Given records:
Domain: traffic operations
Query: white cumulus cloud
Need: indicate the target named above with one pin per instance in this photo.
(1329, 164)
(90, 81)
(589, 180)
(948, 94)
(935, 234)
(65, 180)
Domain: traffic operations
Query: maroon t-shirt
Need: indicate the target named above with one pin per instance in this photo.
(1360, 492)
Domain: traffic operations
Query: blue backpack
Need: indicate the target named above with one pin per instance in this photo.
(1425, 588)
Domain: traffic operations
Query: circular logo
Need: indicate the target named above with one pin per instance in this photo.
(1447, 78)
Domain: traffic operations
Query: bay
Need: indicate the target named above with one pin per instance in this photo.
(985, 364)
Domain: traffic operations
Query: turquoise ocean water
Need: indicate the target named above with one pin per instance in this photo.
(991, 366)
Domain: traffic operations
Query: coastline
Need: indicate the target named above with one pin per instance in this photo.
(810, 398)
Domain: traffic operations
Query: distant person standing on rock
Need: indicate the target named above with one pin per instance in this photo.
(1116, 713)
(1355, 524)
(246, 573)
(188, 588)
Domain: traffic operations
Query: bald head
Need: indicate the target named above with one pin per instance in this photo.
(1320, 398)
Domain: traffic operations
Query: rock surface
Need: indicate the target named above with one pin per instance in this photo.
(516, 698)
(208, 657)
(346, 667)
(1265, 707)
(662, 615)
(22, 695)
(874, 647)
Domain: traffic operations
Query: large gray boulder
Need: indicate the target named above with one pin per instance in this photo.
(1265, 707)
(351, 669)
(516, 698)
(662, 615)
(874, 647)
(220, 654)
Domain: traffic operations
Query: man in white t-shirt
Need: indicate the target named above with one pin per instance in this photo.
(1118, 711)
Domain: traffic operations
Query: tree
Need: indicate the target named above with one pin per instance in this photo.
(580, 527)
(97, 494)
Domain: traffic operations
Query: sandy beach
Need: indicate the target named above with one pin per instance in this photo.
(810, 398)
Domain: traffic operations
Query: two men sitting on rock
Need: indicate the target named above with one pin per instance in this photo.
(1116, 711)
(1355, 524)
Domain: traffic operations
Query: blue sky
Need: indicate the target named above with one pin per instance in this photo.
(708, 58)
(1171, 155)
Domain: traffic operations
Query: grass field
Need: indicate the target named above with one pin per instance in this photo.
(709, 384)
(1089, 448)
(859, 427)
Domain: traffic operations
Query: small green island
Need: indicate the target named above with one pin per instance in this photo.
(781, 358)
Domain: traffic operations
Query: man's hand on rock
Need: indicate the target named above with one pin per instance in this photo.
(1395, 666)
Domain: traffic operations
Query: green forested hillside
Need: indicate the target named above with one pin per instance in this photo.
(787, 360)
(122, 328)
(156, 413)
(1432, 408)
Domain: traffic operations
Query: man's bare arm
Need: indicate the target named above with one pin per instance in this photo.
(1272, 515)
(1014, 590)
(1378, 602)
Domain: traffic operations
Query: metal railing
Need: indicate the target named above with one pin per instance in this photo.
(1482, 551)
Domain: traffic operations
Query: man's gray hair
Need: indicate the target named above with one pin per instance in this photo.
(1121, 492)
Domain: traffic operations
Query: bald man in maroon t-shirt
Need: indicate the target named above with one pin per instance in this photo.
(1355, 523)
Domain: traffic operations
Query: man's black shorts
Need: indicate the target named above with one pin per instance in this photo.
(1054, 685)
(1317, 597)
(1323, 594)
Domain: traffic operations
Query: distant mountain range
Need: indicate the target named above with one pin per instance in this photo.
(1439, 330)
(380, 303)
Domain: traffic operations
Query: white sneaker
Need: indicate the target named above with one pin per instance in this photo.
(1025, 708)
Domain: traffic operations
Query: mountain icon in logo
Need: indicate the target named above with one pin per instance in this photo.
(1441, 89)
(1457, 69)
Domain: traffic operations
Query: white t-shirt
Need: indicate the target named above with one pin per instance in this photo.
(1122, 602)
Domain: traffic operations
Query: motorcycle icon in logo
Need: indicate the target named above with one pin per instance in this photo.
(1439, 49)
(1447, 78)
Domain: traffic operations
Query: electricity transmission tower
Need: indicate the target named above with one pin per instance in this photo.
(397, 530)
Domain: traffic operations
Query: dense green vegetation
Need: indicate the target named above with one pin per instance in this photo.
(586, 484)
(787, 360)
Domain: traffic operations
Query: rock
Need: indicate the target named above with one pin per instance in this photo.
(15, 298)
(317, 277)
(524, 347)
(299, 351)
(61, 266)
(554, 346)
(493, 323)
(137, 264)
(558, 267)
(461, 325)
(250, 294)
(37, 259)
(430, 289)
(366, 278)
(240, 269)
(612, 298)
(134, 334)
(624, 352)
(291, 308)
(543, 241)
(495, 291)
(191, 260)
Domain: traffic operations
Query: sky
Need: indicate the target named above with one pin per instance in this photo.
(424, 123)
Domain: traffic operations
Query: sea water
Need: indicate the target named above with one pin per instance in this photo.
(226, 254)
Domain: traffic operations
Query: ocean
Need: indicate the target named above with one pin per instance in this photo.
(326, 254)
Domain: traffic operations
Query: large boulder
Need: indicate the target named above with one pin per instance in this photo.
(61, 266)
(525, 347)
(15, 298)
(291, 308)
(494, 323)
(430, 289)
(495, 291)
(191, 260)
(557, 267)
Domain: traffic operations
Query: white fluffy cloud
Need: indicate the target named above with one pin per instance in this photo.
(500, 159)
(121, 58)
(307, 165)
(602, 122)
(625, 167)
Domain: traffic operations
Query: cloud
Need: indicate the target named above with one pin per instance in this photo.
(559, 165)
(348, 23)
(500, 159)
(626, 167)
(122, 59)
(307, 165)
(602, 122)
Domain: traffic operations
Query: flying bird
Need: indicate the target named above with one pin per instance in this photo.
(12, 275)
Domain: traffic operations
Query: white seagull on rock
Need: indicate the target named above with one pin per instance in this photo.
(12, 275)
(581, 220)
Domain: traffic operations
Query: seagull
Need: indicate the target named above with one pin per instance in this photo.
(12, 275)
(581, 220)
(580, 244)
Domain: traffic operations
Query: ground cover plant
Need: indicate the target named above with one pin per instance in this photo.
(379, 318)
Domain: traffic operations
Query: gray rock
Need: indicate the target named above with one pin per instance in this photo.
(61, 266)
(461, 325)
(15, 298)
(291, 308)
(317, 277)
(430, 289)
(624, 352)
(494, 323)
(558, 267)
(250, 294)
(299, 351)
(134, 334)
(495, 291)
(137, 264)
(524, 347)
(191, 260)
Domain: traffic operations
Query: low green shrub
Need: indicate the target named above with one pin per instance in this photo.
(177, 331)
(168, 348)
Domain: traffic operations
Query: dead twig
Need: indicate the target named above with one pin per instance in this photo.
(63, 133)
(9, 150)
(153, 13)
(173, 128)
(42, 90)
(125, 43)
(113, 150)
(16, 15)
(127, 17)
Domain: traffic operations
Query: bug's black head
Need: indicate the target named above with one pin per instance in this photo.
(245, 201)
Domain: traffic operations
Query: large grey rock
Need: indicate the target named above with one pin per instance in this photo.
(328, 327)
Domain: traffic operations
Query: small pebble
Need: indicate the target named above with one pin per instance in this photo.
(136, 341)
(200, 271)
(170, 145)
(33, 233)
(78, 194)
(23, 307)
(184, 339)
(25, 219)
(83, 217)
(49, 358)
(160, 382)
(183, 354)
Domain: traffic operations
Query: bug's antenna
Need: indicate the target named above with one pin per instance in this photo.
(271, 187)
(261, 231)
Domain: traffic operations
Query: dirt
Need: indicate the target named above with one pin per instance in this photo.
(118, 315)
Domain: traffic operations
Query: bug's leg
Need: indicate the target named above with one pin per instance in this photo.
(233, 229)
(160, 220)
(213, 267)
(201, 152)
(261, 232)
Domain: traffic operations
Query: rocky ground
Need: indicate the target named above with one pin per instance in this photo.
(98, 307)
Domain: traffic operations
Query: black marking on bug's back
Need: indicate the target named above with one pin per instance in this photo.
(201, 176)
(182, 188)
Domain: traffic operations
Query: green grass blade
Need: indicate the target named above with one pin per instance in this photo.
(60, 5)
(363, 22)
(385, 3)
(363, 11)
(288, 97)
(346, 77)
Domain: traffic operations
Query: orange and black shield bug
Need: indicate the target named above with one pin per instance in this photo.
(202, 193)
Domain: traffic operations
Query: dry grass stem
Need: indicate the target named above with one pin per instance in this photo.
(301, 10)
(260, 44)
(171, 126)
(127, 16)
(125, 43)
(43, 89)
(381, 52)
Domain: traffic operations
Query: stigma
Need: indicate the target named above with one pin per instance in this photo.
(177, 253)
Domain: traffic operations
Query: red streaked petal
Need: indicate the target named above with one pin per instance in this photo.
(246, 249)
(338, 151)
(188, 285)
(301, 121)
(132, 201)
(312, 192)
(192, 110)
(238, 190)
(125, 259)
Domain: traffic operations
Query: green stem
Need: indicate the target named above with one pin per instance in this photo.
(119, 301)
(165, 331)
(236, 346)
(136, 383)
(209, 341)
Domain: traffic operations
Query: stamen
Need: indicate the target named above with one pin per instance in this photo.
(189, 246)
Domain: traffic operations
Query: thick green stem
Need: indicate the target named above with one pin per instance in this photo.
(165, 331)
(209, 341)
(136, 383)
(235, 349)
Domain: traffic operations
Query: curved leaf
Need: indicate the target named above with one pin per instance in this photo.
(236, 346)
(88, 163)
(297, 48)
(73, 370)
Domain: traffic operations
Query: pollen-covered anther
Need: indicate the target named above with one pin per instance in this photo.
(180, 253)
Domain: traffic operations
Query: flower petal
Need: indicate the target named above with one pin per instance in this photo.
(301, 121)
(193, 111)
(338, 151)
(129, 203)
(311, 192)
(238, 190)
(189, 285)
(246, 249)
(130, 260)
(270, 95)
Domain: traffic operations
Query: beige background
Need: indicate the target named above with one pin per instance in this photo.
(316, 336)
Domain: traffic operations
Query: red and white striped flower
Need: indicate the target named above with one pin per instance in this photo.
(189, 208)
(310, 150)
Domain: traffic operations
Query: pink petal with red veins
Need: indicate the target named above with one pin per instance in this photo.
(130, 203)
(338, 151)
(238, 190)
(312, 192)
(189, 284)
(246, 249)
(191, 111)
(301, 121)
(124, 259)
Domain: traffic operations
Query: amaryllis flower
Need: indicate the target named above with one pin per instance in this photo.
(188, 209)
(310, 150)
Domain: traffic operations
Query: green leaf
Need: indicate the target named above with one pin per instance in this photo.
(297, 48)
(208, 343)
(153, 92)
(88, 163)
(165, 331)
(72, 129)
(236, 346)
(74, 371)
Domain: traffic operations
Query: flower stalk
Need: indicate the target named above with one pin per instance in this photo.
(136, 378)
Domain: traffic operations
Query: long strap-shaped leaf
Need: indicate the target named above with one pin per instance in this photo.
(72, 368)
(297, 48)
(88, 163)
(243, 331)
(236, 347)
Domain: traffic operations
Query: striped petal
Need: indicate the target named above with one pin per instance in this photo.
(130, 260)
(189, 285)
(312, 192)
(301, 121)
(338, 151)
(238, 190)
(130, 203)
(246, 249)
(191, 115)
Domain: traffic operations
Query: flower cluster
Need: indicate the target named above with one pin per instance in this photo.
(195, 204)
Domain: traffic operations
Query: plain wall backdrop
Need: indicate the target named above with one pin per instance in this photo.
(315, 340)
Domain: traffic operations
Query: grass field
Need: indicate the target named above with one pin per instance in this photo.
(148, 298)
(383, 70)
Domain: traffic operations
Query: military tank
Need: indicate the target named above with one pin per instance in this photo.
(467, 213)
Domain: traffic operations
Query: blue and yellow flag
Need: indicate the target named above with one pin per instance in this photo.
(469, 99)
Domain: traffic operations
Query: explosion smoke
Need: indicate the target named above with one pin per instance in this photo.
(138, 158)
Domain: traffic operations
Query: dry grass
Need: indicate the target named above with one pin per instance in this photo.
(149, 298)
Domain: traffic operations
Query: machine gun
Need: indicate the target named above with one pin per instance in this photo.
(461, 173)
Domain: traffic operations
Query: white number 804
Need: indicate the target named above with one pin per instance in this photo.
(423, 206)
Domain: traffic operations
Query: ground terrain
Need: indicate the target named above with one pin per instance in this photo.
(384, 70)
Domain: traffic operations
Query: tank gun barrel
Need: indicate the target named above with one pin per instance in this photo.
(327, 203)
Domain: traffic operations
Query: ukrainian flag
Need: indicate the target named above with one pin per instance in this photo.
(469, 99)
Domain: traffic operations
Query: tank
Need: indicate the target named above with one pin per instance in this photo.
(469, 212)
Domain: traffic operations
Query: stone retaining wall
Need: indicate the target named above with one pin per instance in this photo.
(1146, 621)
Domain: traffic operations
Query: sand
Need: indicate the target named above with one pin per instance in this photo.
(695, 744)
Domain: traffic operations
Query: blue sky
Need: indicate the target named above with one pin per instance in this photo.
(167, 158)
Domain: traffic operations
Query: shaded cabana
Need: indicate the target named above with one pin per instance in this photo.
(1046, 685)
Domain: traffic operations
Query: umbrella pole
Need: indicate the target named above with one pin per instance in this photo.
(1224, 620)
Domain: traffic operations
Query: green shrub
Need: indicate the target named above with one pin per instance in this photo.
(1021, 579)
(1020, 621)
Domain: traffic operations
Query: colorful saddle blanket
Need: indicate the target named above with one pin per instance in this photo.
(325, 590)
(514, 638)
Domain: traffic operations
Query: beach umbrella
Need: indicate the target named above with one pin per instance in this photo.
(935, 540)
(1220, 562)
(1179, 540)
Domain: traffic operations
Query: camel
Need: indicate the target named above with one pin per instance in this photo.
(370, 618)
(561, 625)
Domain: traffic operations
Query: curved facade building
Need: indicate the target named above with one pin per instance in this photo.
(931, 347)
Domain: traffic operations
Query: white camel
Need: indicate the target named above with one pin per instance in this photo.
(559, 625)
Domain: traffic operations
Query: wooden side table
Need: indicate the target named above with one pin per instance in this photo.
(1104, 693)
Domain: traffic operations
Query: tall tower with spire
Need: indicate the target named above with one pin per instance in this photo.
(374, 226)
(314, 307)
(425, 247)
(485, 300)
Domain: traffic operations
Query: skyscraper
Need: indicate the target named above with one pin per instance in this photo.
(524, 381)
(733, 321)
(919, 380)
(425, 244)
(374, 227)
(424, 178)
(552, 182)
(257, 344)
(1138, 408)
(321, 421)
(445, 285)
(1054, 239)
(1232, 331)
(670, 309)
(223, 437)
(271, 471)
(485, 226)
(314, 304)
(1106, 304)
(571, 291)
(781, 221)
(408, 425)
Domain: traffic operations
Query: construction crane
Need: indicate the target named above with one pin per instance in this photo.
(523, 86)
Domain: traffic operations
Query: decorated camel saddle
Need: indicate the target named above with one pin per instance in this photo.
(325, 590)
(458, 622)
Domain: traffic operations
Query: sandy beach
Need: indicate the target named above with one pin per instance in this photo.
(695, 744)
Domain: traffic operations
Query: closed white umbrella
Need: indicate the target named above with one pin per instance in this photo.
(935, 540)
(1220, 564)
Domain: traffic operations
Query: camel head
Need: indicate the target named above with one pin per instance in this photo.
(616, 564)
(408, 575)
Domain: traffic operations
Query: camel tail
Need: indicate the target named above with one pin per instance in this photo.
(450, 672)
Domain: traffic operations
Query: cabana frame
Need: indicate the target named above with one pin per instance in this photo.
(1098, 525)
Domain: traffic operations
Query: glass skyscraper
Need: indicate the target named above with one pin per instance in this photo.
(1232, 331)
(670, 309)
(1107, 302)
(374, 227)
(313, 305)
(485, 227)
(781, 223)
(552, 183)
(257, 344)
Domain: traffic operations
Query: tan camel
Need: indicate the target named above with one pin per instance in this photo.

Instructions for the task: Render the listing from its first line through the line containing "(1360, 492)", inclusive, as a Markdown table with the columns Row and Line, leaving out any blank lines. Put a sequential number in Row and the full text of each line in Line.

Solution to this problem:
| Row | Line |
|---|---|
| 1 | Domain: traffic operations |
| 2 | Query: white cumulus cloud |
| 3 | Need: indicate the target named above with one pin per instance in this photo. |
| 4 | (1329, 164) |
| 5 | (90, 81) |
| 6 | (589, 180) |
| 7 | (948, 94) |
| 8 | (935, 234) |
| 9 | (65, 180) |
| 10 | Domain: traffic operations |
| 11 | Query: maroon t-shirt |
| 12 | Need: indicate the target named above with one pin per instance in this photo. |
| 13 | (1360, 492) |